All pictures are to be dropped, and the remaining data set down exactly.

• • • •

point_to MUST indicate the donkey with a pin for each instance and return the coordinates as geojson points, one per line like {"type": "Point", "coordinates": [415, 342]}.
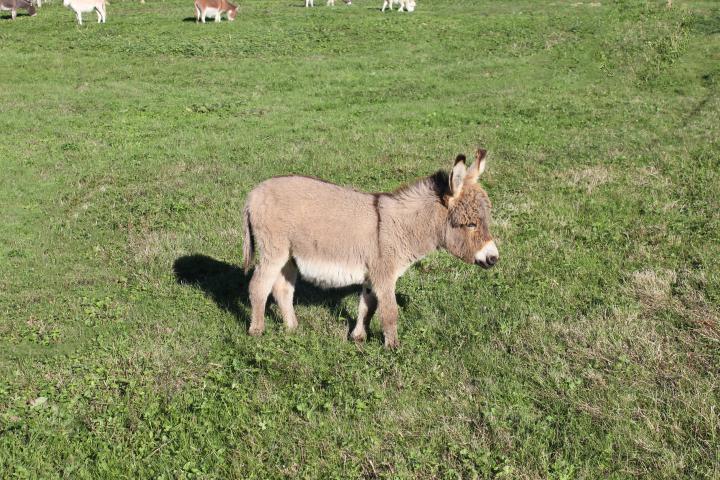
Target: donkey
{"type": "Point", "coordinates": [14, 5]}
{"type": "Point", "coordinates": [336, 237]}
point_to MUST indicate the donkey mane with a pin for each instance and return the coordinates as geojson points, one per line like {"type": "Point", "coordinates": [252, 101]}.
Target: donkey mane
{"type": "Point", "coordinates": [437, 183]}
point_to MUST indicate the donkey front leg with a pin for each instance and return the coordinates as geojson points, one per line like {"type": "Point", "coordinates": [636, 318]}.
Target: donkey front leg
{"type": "Point", "coordinates": [366, 309]}
{"type": "Point", "coordinates": [283, 291]}
{"type": "Point", "coordinates": [387, 307]}
{"type": "Point", "coordinates": [264, 277]}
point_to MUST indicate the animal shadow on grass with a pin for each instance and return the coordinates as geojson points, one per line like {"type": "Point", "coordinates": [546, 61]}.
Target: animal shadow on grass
{"type": "Point", "coordinates": [227, 286]}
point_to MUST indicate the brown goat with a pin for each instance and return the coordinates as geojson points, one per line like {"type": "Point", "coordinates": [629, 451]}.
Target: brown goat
{"type": "Point", "coordinates": [335, 237]}
{"type": "Point", "coordinates": [14, 5]}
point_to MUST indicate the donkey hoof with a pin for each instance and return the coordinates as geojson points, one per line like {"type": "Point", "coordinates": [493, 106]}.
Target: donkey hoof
{"type": "Point", "coordinates": [391, 343]}
{"type": "Point", "coordinates": [255, 331]}
{"type": "Point", "coordinates": [359, 337]}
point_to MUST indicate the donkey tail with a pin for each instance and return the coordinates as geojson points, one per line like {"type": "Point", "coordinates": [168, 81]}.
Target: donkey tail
{"type": "Point", "coordinates": [248, 241]}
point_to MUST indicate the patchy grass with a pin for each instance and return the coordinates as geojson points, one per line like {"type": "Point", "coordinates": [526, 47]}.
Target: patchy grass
{"type": "Point", "coordinates": [591, 351]}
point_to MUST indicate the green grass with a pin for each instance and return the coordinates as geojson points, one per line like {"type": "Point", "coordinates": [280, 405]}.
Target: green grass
{"type": "Point", "coordinates": [591, 351]}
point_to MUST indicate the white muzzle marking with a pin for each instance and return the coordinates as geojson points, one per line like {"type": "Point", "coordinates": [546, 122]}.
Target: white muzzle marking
{"type": "Point", "coordinates": [488, 250]}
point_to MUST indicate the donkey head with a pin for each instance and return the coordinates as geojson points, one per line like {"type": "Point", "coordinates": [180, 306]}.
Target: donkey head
{"type": "Point", "coordinates": [232, 12]}
{"type": "Point", "coordinates": [467, 230]}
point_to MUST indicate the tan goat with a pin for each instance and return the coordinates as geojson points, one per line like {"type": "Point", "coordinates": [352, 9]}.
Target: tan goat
{"type": "Point", "coordinates": [335, 237]}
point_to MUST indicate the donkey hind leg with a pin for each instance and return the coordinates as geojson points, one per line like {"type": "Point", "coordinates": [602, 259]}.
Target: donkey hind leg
{"type": "Point", "coordinates": [266, 272]}
{"type": "Point", "coordinates": [388, 310]}
{"type": "Point", "coordinates": [366, 309]}
{"type": "Point", "coordinates": [283, 291]}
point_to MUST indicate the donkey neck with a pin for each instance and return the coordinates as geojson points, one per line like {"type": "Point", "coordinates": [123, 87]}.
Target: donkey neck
{"type": "Point", "coordinates": [413, 218]}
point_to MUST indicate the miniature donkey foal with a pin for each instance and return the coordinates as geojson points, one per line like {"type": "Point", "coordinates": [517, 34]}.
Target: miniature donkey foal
{"type": "Point", "coordinates": [335, 237]}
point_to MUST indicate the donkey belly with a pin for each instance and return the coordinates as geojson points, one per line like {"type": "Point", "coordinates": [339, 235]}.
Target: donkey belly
{"type": "Point", "coordinates": [329, 274]}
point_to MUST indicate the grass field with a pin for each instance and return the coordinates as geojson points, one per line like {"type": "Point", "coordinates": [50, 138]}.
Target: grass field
{"type": "Point", "coordinates": [591, 351]}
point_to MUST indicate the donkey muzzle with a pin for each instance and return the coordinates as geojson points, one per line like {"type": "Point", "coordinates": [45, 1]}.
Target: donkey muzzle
{"type": "Point", "coordinates": [488, 256]}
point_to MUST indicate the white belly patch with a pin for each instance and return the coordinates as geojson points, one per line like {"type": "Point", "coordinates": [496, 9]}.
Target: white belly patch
{"type": "Point", "coordinates": [329, 274]}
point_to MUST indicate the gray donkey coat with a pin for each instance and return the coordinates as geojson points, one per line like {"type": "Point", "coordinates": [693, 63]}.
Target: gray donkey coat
{"type": "Point", "coordinates": [335, 237]}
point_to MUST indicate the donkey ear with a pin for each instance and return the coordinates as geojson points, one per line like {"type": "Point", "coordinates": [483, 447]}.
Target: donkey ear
{"type": "Point", "coordinates": [478, 167]}
{"type": "Point", "coordinates": [457, 176]}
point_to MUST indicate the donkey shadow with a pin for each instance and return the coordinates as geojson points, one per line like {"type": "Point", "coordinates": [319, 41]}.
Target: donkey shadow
{"type": "Point", "coordinates": [227, 286]}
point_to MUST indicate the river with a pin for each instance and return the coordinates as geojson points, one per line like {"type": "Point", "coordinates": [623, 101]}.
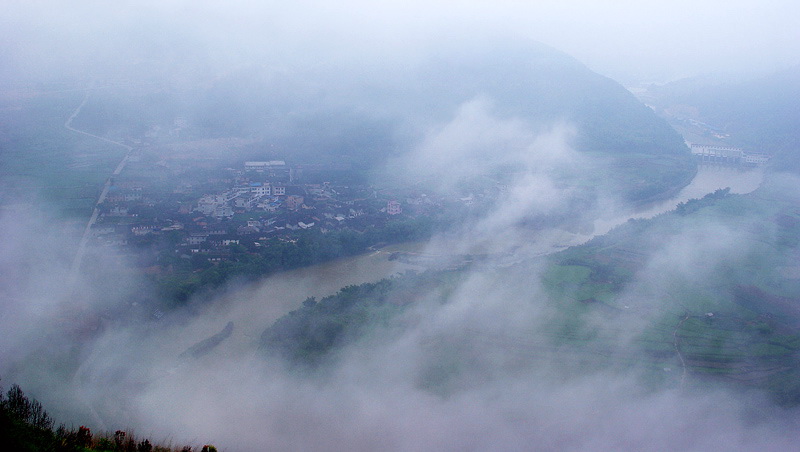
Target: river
{"type": "Point", "coordinates": [255, 306]}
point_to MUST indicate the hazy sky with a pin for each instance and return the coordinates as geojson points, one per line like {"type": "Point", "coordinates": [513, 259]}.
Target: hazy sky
{"type": "Point", "coordinates": [623, 39]}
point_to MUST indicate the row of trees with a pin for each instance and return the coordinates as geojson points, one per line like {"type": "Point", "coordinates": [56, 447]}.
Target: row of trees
{"type": "Point", "coordinates": [26, 426]}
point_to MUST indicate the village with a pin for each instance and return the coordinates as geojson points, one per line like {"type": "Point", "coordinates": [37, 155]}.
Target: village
{"type": "Point", "coordinates": [155, 215]}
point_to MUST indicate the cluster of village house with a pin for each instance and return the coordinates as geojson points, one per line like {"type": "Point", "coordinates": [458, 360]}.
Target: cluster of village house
{"type": "Point", "coordinates": [248, 213]}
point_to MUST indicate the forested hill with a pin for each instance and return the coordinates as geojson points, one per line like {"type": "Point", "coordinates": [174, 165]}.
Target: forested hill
{"type": "Point", "coordinates": [710, 289]}
{"type": "Point", "coordinates": [363, 109]}
{"type": "Point", "coordinates": [762, 113]}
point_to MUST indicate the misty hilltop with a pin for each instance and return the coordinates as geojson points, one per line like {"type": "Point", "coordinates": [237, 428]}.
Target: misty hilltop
{"type": "Point", "coordinates": [365, 109]}
{"type": "Point", "coordinates": [399, 226]}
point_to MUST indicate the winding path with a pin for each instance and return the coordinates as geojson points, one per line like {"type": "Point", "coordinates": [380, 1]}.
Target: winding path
{"type": "Point", "coordinates": [78, 260]}
{"type": "Point", "coordinates": [678, 349]}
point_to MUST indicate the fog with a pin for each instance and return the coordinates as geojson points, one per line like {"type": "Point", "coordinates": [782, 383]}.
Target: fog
{"type": "Point", "coordinates": [473, 368]}
{"type": "Point", "coordinates": [631, 41]}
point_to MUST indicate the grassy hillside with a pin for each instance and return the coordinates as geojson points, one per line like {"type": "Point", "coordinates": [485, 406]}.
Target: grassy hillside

• • • •

• RESULT OF THE EXERCISE
point_to MUST indicate the donkey with a pin for each instance and return the coordinates as geojson points, one per line like {"type": "Point", "coordinates": [415, 342]}.
Target: donkey
{"type": "Point", "coordinates": [14, 5]}
{"type": "Point", "coordinates": [336, 237]}
point_to MUST indicate the donkey mane with a pin for each instance and return the coordinates as geojson points, one per line like {"type": "Point", "coordinates": [252, 101]}.
Target: donkey mane
{"type": "Point", "coordinates": [437, 183]}
point_to MUST indicate the donkey front leg with a pin for each instance and return the coordinates as geojson points, one per line like {"type": "Point", "coordinates": [636, 318]}.
Target: donkey front leg
{"type": "Point", "coordinates": [366, 309]}
{"type": "Point", "coordinates": [283, 291]}
{"type": "Point", "coordinates": [387, 307]}
{"type": "Point", "coordinates": [264, 277]}
point_to MUST indicate the animal shadow on grass with a pin for each instance and return the coordinates as geojson points, one per line like {"type": "Point", "coordinates": [546, 61]}.
Target: animal shadow on grass
{"type": "Point", "coordinates": [227, 286]}
point_to MUST indicate the brown goat with a pin for each instance and return the coordinates as geojson points, one per line like {"type": "Point", "coordinates": [629, 451]}.
Target: brown goat
{"type": "Point", "coordinates": [335, 237]}
{"type": "Point", "coordinates": [14, 5]}
point_to MUST indicate the donkey hoof with a pin for each instance and return the coordinates as geojson points, one per line like {"type": "Point", "coordinates": [493, 106]}.
Target: donkey hoof
{"type": "Point", "coordinates": [391, 343]}
{"type": "Point", "coordinates": [255, 331]}
{"type": "Point", "coordinates": [359, 337]}
point_to MUST indicate the donkey tail with a pin for each instance and return the coordinates as geojson points, one per line like {"type": "Point", "coordinates": [168, 81]}.
Target: donkey tail
{"type": "Point", "coordinates": [248, 241]}
point_to MUST indicate the patchy grass with a pin for each instance and return the coordinates as geojson points, one per line like {"type": "Point", "coordinates": [526, 47]}.
Target: patchy grass
{"type": "Point", "coordinates": [591, 351]}
point_to MUST indicate the green grass with a pin for each instance and return the coordinates as geojson points, one per line like {"type": "Point", "coordinates": [280, 405]}.
Target: green grass
{"type": "Point", "coordinates": [591, 351]}
point_to MUST indicate the white muzzle marking with a pin for each instance and return the coordinates as geojson points, one per line like {"type": "Point", "coordinates": [546, 122]}.
Target: white muzzle marking
{"type": "Point", "coordinates": [488, 250]}
point_to MUST indicate the donkey head with a pin for each instance and return the coordinates as geojson points, one per line like {"type": "Point", "coordinates": [180, 306]}.
Target: donkey head
{"type": "Point", "coordinates": [232, 12]}
{"type": "Point", "coordinates": [467, 230]}
point_to MUST indicate the tan goat with a pin for each instance and return the coordinates as geojson points, one per line like {"type": "Point", "coordinates": [352, 9]}.
Target: tan goat
{"type": "Point", "coordinates": [335, 237]}
point_to MUST indicate the donkey hind leg with a pin for each instance and return the coordinates as geojson points, one per line like {"type": "Point", "coordinates": [602, 259]}.
Target: donkey hind leg
{"type": "Point", "coordinates": [266, 272]}
{"type": "Point", "coordinates": [388, 310]}
{"type": "Point", "coordinates": [366, 309]}
{"type": "Point", "coordinates": [283, 291]}
point_to MUST indicate the donkey neck with a pin for each instance and return the coordinates as geojson points, one per line like {"type": "Point", "coordinates": [123, 87]}.
Target: donkey neck
{"type": "Point", "coordinates": [413, 218]}
point_to MUST indicate the miniature donkey foal with a pin for each instance and return the coordinates as geojson points, one per line like {"type": "Point", "coordinates": [517, 34]}.
Target: miniature donkey foal
{"type": "Point", "coordinates": [335, 237]}
point_to MUST indicate the donkey belly with a pin for each instance and return the coordinates as geojson points, one per line like {"type": "Point", "coordinates": [339, 235]}.
Target: donkey belly
{"type": "Point", "coordinates": [329, 274]}
point_to MUST indicate the grass field with a pin for each instance and return the coordinates as geojson points, one per line like {"type": "Point", "coordinates": [50, 138]}.
Target: grass field
{"type": "Point", "coordinates": [591, 351]}
point_to MUST indicate the donkey muzzle with a pin for each instance and return the coordinates as geojson points, one per line like {"type": "Point", "coordinates": [45, 1]}.
Target: donkey muzzle
{"type": "Point", "coordinates": [488, 256]}
point_to MUST indicate the white belly patch with a pin for each instance and return the coordinates as geojson points, one per line like {"type": "Point", "coordinates": [496, 9]}.
Target: white belly patch
{"type": "Point", "coordinates": [329, 274]}
point_to MUST indicate the gray donkey coat with a pin for each instance and return the coordinates as geojson points, one per line like {"type": "Point", "coordinates": [693, 63]}.
Target: gray donkey coat
{"type": "Point", "coordinates": [335, 237]}
point_to MUST indicate the donkey ear with a pin for each instance and return the coordinates as geojson points, one per line like {"type": "Point", "coordinates": [483, 447]}.
Target: donkey ear
{"type": "Point", "coordinates": [478, 167]}
{"type": "Point", "coordinates": [457, 176]}
point_to MUST indicate the donkey shadow with a pin for each instance and return the coordinates as geojson points, one per line like {"type": "Point", "coordinates": [319, 41]}.
Target: donkey shadow
{"type": "Point", "coordinates": [227, 286]}
point_to MUST indicate the river with a pin for each instance and return the coordinates as geojson points, one per line like {"type": "Point", "coordinates": [623, 101]}.
Target: river
{"type": "Point", "coordinates": [255, 306]}
point_to MUST indicate the hazy sky with a pin for each instance and return the coordinates as geojson points, one per line like {"type": "Point", "coordinates": [513, 259]}.
Target: hazy sky
{"type": "Point", "coordinates": [623, 39]}
point_to MUST indicate the row of trees with a pin for each instance and return the coordinates as geojson points, one per line like {"type": "Point", "coordinates": [56, 447]}.
Target: row of trees
{"type": "Point", "coordinates": [26, 426]}
point_to MUST indicate the village with a pin for each instance and return the coordinates as geojson points, one per line like {"type": "Point", "coordinates": [37, 155]}.
Target: village
{"type": "Point", "coordinates": [155, 215]}
point_to MUST indicate the cluster of village house with a pin for each instance and return the coordinates as geojson points, one per line like {"type": "Point", "coordinates": [458, 360]}.
Target: cluster of village house
{"type": "Point", "coordinates": [248, 213]}
point_to MUST indicate the forested hill with a pin for each instance and return the coordinates as geojson points, one per line like {"type": "Point", "coordinates": [174, 165]}.
Target: forested hill
{"type": "Point", "coordinates": [710, 289]}
{"type": "Point", "coordinates": [363, 109]}
{"type": "Point", "coordinates": [762, 113]}
point_to MUST indicate the misty hilltop with a pin for each instance and return the coordinates as geojson points, one per line like {"type": "Point", "coordinates": [237, 428]}.
Target: misty hilltop
{"type": "Point", "coordinates": [365, 109]}
{"type": "Point", "coordinates": [399, 226]}
point_to MUST indicate the winding path with a pin for each instance and return the coordinates as geojson points, one per line like {"type": "Point", "coordinates": [380, 1]}.
Target: winding path
{"type": "Point", "coordinates": [78, 260]}
{"type": "Point", "coordinates": [678, 349]}
point_to MUST indicate the fog with a pin for each instance and return the coordinates as geojson points, one per line like {"type": "Point", "coordinates": [782, 383]}.
Target: fog
{"type": "Point", "coordinates": [473, 368]}
{"type": "Point", "coordinates": [631, 41]}
point_to MUST indicate the grassy hillside with a pin for each instance and return the coordinates as geojson points, one per line like {"type": "Point", "coordinates": [485, 406]}.
Target: grassy hillside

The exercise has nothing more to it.